» Extracted text
###

2012 - present
Tatyanna Zazalak loves horses and Disney movies. The nine-year-old even has a Welsh pony of her own named Zan. She's listens to Coeur de Pirate and enjoys Dora the Explorer. She smiles when her younger sister Lexi plays with her. She has been to China three times. She used to climb everything and loved getting into trouble.
She also has Late Infantile Batten Disease, but that isn't the first thing she'd probably want you to know about her.
Tatyanna is four-years into her battle with the disease. a rare, fatal autosomal recessive neurodegenerative disorder - one of four forms of the disease - which refers to the build-up of substances called lipofuscins in the body's tissues because the body is not properly clearing them out of the cells. Tatyanna's mother Janelle likes to describe it in simpler terms. "Essentially with Batten's it's like the garbage collectors in her (Tatyanna's) brain have gone on strike... Eventually the garbage increases to the point where the brain can no longer function."

###

» Exercise prompt
Copy out the full text about Tatyanna Zazalak and Batten disease, word for word and unchanged.

Saved data entries:

###

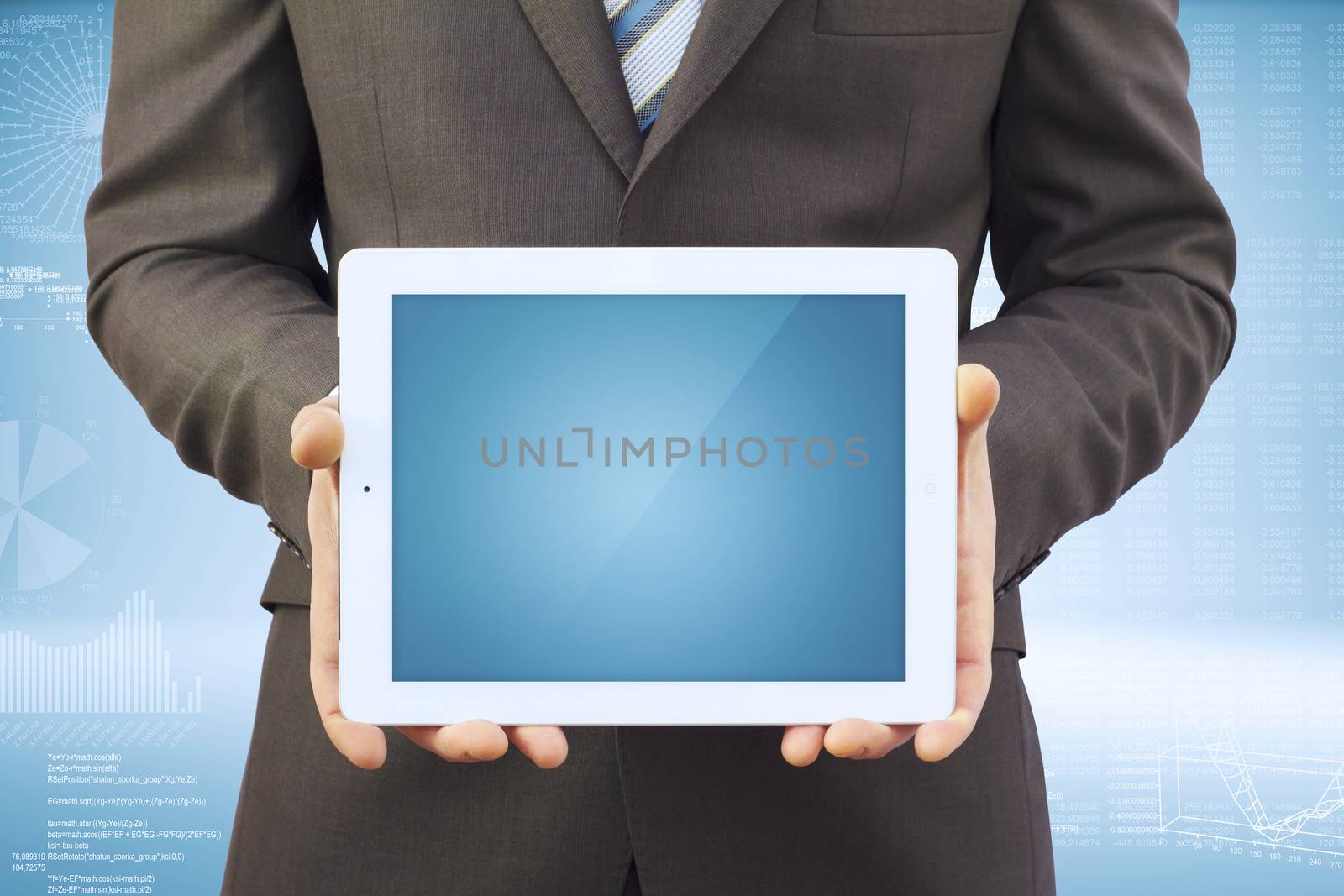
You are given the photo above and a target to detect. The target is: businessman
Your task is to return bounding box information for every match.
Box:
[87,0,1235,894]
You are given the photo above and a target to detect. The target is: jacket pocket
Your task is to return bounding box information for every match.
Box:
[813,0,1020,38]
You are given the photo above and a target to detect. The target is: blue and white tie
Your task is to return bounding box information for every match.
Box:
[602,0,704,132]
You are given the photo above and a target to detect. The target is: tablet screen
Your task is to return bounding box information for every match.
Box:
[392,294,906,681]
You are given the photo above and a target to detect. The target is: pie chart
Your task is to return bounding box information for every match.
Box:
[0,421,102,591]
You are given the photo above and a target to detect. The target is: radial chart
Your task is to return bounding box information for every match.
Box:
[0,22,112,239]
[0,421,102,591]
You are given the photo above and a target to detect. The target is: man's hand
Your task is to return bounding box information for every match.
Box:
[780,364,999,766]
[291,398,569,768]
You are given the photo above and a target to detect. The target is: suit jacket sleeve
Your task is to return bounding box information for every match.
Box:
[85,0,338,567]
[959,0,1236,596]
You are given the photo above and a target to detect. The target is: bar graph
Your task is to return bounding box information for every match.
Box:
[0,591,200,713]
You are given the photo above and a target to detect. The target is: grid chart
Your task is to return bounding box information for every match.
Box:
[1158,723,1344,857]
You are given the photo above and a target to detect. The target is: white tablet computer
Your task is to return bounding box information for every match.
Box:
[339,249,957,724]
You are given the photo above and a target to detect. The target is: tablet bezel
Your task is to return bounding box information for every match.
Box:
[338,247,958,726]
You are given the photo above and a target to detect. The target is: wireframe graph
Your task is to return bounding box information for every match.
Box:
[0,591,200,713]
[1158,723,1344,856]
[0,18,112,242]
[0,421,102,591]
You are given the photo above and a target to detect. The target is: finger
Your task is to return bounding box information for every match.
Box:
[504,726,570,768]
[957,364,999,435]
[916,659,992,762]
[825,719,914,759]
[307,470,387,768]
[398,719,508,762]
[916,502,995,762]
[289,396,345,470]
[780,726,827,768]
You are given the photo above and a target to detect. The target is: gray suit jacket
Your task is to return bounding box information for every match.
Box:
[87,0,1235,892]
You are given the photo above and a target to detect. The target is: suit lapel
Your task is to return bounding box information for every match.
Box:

###

» Your response
2012 - present
Tatyanna Zazalak loves horses and Disney movies. The nine-year-old even has a Welsh pony of her own named Zan. She's listens to Coeur de Pirate and enjoys Dora the Explorer. She smiles when her younger sister Lexi plays with her. She has been to China three times. She used to climb everything and loved getting into trouble.
She also has Late Infantile Batten Disease, but that isn't the first thing she'd probably want you to know about her.
Tatyanna is four-years into her battle with the disease. a rare, fatal autosomal recessive neurodegenerative disorder - one of four forms of the disease - which refers to the build-up of substances called lipofuscins in the body's tissues because the body is not properly clearing them out of the cells. Tatyanna's mother Janelle likes to describe it in simpler terms. "Essentially with Batten's it's like the garbage collectors in her (Tatyanna's) brain have gone on strike... Eventually the garbage increases to the point where the brain can no longer function."